[Start of RAW DATA]

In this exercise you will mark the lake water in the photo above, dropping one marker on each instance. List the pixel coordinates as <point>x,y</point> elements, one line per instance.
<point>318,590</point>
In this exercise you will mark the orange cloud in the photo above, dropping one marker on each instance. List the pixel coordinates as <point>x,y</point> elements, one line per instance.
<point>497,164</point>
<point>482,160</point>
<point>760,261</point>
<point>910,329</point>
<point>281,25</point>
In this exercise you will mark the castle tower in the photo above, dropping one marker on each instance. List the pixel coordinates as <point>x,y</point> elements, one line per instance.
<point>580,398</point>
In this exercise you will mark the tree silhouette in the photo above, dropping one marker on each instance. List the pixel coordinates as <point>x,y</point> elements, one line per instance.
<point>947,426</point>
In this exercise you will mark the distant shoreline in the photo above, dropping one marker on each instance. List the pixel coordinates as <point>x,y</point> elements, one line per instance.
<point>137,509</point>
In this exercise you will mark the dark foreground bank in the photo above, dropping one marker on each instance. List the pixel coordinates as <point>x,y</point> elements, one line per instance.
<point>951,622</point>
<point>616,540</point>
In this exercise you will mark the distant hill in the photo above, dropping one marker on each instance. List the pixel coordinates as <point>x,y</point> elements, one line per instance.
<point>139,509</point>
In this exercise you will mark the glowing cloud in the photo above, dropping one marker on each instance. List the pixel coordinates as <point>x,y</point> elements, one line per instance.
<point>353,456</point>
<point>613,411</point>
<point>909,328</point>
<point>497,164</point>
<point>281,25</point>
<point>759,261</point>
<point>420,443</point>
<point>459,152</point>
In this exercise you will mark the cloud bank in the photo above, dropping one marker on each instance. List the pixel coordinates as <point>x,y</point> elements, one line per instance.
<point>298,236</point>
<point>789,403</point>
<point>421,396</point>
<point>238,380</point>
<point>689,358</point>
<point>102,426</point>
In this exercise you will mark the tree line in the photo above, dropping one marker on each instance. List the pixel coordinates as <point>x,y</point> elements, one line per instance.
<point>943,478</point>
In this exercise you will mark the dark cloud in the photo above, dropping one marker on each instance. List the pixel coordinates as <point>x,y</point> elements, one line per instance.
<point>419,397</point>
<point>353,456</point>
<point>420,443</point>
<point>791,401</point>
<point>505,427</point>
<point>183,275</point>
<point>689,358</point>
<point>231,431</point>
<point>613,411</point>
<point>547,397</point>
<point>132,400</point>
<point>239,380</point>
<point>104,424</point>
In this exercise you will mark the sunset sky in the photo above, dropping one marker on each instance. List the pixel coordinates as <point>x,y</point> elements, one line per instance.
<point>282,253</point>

[End of RAW DATA]

**GOAL:**
Set down only these lines, exactly: the line containing "In this exercise you will mark the cloud" and each line after it, through the end of the listing.

**ANSWER BELOW:**
In this exercise you will mark the cloud bank in the photo above, dropping one marker on each instance. List the pixel coordinates as <point>x,y</point> elements, one line per instance.
<point>298,236</point>
<point>789,403</point>
<point>421,396</point>
<point>238,380</point>
<point>689,358</point>
<point>102,426</point>
In this exercise you will mark the tree line in the photo above, dropping one marker on each instance. List the pixel coordinates as <point>x,y</point> elements, one line per instance.
<point>943,478</point>
In this exercise you will mark the dark cloud in the photo above, dropping one marker on each instance. List the pixel coordinates as <point>x,y</point> elements, one line per instance.
<point>419,397</point>
<point>353,456</point>
<point>420,443</point>
<point>791,401</point>
<point>505,427</point>
<point>183,275</point>
<point>689,358</point>
<point>231,431</point>
<point>613,411</point>
<point>547,397</point>
<point>132,400</point>
<point>239,380</point>
<point>104,424</point>
In this exercise you will mark the sunset sky in the photo above, dropping one marker on each instance. List the pixel coordinates as <point>x,y</point> elements, one line per instance.
<point>282,253</point>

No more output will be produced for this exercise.